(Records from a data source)

* * *

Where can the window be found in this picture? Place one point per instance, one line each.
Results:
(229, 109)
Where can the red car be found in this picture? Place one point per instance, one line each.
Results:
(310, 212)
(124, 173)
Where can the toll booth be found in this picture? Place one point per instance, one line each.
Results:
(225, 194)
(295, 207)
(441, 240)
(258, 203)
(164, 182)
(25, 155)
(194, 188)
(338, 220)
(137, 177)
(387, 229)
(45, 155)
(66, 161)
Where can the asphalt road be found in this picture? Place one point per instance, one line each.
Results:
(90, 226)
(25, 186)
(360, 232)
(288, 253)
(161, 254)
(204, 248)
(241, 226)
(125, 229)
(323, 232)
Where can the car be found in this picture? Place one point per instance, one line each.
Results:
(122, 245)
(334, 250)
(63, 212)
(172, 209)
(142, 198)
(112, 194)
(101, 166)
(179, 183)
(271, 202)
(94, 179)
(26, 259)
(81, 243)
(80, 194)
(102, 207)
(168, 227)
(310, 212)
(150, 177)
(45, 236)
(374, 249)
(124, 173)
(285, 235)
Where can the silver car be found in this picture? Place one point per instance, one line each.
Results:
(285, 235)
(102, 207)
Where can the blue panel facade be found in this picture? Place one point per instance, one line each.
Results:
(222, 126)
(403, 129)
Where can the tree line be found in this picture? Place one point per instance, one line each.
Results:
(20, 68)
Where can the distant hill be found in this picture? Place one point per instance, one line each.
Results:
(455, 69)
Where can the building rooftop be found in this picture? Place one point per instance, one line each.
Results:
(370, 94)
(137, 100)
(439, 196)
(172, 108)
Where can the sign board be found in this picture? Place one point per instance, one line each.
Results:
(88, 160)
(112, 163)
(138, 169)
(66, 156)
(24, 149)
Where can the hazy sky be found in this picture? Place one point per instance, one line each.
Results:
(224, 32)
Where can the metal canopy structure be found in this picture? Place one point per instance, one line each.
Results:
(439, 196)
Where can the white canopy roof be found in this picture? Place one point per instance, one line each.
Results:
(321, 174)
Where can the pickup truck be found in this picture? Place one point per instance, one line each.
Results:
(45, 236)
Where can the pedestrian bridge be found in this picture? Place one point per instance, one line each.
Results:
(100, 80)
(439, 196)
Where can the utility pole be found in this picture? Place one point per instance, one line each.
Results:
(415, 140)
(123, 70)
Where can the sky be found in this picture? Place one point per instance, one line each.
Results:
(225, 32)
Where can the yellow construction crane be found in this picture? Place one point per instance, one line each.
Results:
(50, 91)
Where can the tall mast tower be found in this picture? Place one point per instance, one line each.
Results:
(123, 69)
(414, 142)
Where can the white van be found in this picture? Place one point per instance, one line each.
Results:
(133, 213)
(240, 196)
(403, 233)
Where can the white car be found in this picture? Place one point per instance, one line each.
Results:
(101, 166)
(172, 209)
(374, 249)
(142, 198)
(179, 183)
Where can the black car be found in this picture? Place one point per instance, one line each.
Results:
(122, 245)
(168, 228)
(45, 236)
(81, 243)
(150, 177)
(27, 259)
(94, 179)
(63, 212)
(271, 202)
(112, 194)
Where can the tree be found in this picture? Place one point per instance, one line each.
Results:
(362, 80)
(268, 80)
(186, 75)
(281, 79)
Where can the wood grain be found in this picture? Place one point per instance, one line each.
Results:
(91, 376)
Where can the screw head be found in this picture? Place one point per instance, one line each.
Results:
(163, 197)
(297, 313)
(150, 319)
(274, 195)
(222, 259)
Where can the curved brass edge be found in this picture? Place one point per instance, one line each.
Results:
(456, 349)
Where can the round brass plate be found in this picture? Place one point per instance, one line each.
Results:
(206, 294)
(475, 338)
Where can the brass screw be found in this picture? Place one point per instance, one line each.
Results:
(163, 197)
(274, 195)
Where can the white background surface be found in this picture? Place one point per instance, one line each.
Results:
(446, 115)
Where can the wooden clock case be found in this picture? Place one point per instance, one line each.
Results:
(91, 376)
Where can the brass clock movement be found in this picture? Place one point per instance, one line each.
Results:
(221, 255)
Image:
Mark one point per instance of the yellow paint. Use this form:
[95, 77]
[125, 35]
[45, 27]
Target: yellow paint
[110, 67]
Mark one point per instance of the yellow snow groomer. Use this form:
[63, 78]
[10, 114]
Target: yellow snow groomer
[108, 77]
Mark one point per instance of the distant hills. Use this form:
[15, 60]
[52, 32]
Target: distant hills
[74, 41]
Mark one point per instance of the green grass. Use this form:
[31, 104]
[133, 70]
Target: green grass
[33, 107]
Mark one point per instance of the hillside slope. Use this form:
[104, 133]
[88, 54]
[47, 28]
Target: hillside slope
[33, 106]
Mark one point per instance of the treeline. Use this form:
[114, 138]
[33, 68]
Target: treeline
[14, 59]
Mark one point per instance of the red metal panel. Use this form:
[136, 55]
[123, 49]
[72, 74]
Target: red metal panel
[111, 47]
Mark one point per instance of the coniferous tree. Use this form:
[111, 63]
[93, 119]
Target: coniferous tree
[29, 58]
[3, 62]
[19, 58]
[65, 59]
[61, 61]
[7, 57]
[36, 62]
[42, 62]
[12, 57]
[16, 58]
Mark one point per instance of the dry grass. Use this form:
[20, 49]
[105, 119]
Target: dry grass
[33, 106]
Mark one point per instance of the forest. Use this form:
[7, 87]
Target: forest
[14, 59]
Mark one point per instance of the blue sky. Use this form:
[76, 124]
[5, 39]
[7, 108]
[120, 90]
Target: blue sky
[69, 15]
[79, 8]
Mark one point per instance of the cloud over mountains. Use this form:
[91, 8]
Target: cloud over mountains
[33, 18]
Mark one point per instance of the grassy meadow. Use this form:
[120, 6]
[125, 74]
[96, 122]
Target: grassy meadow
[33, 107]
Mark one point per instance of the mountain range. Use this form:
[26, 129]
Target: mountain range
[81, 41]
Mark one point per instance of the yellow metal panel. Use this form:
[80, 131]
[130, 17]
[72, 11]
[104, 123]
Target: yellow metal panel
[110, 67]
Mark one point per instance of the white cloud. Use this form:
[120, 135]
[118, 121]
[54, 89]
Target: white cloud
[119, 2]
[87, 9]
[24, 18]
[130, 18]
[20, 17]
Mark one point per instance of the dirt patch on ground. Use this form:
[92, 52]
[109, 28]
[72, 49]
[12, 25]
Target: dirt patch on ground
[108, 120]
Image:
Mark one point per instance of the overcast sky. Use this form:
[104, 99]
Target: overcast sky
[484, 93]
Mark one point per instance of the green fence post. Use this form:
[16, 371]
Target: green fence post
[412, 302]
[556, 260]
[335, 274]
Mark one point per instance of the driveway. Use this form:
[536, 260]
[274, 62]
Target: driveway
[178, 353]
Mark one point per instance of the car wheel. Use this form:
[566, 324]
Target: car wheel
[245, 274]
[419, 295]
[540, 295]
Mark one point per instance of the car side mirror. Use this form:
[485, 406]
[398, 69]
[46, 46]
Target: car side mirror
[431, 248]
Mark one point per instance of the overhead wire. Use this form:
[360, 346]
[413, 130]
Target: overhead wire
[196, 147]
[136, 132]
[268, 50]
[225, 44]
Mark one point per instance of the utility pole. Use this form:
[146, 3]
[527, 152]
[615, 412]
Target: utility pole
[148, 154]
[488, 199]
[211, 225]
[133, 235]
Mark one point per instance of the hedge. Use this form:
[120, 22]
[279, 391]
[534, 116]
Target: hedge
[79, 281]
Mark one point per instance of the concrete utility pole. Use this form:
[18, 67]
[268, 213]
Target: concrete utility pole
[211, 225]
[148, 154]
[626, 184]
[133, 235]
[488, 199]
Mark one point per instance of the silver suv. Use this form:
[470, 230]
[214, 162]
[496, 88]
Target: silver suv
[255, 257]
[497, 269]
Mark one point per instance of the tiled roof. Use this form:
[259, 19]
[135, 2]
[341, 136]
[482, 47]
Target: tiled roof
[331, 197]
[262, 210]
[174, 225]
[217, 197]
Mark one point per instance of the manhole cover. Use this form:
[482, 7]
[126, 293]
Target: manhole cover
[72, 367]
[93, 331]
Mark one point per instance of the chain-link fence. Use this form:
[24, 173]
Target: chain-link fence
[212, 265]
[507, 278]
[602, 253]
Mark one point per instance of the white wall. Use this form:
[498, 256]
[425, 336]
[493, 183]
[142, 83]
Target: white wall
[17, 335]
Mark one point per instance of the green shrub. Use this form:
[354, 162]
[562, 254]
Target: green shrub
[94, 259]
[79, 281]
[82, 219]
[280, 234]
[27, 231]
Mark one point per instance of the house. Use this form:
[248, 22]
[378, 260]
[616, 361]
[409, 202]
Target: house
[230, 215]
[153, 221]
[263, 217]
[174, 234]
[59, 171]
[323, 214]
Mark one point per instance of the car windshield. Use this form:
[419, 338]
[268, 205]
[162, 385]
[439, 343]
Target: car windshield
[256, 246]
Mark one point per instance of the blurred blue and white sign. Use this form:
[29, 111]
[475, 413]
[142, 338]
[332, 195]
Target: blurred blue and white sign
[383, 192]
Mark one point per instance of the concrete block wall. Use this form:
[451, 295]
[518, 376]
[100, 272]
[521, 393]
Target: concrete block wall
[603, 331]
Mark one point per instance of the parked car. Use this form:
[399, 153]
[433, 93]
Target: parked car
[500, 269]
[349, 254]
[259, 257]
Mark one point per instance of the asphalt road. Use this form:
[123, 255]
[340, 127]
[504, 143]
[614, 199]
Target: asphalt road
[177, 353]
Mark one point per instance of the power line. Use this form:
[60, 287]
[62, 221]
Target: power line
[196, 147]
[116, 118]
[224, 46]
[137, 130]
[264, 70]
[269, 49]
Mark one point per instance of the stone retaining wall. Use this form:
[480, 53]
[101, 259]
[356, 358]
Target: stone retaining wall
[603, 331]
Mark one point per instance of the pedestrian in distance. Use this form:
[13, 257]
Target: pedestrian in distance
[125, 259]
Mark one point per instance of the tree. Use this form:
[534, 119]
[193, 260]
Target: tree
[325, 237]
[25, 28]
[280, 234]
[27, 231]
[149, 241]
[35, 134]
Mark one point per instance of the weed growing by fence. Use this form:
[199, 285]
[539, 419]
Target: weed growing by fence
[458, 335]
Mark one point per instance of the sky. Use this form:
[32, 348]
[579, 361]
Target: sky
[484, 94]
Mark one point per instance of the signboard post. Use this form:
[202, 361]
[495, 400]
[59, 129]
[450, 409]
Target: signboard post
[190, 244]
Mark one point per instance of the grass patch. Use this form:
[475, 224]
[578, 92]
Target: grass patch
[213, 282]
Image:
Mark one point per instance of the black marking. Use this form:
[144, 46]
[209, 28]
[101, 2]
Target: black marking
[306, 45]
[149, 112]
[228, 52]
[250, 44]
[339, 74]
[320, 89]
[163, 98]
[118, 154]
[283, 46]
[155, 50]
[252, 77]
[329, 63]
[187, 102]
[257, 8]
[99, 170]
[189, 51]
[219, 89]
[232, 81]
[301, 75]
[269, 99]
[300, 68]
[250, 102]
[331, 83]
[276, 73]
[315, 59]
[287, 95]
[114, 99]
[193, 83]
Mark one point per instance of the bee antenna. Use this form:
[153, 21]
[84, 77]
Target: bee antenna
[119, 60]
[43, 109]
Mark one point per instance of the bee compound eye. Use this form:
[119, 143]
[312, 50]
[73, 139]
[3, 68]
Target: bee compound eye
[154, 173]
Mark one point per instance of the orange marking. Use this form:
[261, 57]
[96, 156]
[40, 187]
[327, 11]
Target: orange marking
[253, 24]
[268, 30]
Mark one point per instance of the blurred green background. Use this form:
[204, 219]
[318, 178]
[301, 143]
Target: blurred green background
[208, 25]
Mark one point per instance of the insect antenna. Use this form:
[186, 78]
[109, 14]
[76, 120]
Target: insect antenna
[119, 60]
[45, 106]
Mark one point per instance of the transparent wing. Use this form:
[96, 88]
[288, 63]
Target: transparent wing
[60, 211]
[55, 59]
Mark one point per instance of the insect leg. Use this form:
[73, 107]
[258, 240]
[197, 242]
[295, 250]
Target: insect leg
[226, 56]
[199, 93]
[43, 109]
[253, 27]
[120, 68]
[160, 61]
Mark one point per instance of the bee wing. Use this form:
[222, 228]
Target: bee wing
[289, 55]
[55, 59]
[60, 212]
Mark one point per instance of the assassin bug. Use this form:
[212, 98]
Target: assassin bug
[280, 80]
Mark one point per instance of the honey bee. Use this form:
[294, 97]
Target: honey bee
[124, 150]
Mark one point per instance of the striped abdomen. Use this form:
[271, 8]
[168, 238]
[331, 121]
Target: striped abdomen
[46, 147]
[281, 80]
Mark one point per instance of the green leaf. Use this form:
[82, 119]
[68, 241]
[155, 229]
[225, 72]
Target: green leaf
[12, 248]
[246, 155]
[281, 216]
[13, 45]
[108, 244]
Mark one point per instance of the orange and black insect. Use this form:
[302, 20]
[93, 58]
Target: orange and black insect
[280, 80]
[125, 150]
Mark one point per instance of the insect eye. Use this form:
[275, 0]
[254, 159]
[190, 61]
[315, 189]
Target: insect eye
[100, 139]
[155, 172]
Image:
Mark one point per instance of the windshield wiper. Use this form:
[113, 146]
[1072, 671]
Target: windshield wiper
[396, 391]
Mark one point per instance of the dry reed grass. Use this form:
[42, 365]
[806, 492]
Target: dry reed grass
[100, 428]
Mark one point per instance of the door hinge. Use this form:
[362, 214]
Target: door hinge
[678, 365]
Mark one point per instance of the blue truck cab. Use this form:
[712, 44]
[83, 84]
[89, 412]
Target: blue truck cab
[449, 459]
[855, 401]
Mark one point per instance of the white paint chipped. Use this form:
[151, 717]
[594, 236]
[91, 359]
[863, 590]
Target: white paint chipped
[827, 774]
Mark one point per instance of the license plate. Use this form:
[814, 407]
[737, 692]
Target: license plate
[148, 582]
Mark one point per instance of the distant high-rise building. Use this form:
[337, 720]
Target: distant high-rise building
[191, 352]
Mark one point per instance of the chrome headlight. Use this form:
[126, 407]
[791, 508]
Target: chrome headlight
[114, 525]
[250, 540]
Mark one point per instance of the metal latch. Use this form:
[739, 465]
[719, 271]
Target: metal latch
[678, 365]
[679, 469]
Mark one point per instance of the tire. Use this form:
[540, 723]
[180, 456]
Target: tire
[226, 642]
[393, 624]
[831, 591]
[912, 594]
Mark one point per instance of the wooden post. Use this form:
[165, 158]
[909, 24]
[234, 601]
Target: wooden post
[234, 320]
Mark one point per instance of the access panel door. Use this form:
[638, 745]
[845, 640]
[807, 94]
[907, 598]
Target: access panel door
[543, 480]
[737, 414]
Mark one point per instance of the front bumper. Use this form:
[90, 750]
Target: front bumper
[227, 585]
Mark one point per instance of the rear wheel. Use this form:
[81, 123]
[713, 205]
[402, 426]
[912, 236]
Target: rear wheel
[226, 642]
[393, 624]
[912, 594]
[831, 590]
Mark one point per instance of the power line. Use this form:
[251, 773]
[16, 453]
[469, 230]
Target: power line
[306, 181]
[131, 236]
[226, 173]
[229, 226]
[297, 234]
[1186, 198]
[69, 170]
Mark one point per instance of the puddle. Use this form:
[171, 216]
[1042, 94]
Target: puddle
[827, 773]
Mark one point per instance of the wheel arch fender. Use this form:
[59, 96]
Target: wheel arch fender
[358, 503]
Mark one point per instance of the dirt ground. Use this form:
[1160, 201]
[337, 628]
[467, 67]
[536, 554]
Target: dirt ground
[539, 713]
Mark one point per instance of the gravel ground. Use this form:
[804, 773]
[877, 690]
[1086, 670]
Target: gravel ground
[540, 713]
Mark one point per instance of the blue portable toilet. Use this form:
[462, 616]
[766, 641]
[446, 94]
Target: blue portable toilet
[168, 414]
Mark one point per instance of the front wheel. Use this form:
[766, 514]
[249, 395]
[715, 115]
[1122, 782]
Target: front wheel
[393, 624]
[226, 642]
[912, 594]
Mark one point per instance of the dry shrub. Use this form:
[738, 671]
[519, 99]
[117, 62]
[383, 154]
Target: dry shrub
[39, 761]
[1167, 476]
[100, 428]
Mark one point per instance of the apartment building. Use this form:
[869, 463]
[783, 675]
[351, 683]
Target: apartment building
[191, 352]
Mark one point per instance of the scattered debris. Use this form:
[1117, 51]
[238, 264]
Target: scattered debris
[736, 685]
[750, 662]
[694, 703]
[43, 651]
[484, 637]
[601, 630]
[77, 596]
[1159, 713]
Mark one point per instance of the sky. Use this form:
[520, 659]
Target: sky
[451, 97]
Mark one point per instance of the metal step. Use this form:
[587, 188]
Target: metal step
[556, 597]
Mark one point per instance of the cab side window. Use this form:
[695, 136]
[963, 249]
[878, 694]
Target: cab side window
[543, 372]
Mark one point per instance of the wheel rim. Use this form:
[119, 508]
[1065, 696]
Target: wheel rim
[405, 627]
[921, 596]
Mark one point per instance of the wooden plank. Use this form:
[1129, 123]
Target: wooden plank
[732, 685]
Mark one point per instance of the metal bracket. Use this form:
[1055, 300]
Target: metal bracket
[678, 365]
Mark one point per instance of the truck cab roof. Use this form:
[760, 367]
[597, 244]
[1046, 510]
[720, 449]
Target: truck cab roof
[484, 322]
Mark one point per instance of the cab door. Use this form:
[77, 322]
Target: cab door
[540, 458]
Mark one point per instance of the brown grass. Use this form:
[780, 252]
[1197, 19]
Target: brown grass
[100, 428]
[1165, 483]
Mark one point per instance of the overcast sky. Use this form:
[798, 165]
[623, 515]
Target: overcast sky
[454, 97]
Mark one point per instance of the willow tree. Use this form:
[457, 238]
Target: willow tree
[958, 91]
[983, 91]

* * *

What the task asks:
The word "brass" may occur in lines of the records. Report how many such lines there are, giving only the number.

Exercise result:
4